■ Goal of the exercise
Locate every line in the listing that contains the string "pole", treating uppercase and lowercase letters as distinct, and copy each such line in full.

■ Material supplied
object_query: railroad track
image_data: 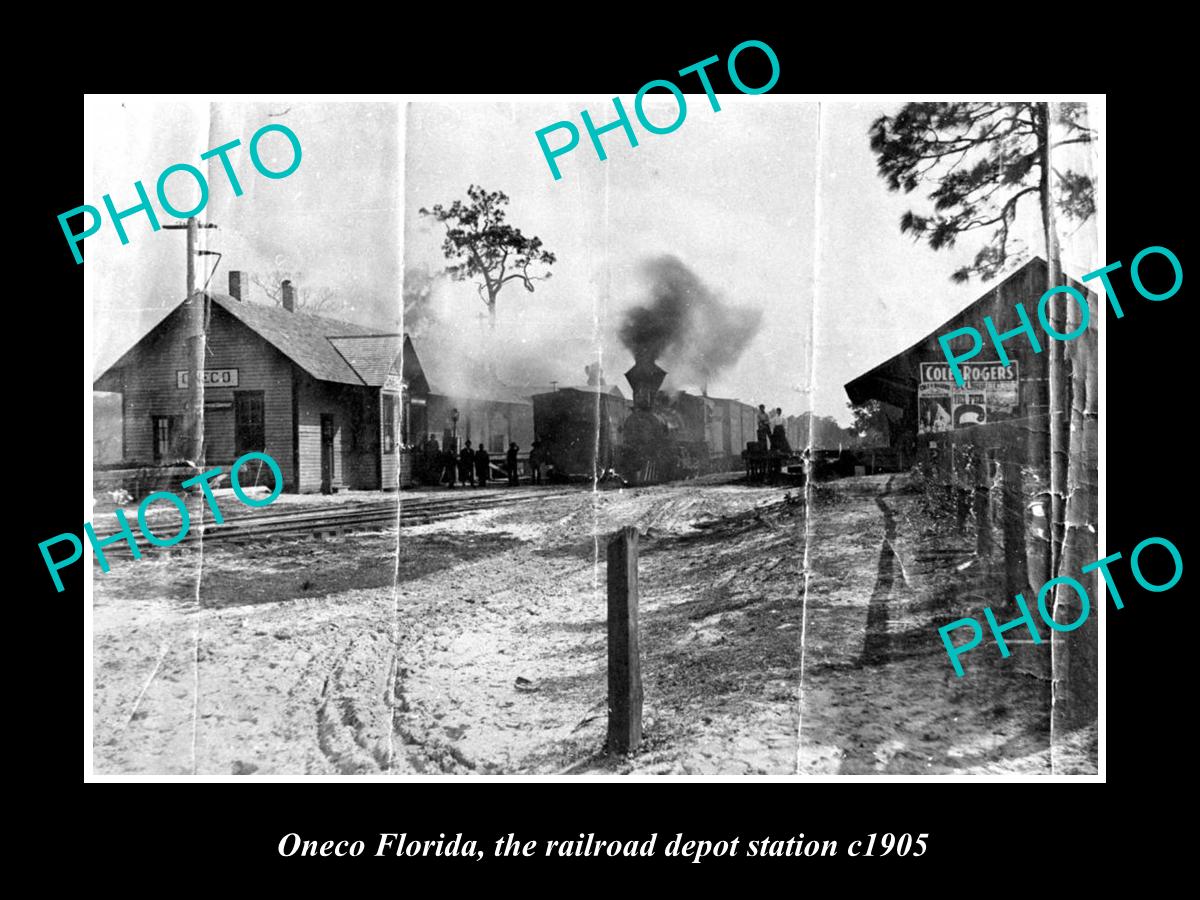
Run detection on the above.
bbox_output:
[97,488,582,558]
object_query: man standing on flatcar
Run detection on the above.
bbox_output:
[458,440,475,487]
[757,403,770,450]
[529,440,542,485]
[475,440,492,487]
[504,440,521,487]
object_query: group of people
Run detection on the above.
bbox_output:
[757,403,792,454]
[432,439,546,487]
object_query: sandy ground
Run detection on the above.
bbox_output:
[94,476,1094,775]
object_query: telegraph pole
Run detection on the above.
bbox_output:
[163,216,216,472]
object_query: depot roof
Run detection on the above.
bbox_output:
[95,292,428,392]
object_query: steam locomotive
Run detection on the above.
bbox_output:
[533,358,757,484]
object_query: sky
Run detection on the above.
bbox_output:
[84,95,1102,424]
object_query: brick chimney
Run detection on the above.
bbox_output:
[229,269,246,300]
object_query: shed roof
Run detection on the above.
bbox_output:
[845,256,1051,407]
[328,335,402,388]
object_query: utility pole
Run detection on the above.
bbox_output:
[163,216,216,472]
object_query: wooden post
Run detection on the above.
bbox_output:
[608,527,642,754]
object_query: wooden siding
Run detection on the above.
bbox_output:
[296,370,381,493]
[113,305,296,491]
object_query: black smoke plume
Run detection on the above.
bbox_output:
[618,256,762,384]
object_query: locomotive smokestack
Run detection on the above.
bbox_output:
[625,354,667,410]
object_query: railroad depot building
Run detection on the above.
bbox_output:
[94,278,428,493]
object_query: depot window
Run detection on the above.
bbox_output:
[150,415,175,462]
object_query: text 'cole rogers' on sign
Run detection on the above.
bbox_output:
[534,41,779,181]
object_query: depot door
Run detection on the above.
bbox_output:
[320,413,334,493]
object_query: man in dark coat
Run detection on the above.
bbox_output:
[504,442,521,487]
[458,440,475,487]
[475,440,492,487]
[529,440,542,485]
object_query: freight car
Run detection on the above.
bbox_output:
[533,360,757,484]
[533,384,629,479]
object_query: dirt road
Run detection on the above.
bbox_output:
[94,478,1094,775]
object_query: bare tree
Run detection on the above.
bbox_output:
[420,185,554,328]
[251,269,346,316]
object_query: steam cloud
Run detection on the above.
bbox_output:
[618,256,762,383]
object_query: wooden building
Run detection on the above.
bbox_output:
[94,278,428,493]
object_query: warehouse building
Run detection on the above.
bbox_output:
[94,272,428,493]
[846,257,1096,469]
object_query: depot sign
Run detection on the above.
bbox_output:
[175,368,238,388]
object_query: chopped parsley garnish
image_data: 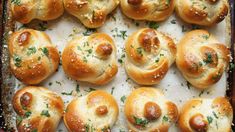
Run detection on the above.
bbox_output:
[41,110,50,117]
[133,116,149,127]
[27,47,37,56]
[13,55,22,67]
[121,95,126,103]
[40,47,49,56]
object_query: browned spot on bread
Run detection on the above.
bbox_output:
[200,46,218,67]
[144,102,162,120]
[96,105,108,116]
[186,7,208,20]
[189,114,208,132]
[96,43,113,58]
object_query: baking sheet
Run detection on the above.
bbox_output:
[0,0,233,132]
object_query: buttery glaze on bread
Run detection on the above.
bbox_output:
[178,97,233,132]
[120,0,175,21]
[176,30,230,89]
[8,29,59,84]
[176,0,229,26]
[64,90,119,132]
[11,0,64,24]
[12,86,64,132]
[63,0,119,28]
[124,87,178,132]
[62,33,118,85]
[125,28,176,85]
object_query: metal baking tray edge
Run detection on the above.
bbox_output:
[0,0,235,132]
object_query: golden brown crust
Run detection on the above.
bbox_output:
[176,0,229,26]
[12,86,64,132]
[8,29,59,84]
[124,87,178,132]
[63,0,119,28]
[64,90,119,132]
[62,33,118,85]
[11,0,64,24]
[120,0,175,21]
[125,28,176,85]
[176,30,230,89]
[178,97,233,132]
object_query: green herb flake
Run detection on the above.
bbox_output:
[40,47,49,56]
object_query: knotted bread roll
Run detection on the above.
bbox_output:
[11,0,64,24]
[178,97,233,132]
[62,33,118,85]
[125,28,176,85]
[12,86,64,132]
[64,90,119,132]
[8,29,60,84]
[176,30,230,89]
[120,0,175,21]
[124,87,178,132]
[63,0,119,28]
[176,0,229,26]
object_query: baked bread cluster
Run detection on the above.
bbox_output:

■ Answer to this problem
object_query: telegraph pole
object_query: utility pole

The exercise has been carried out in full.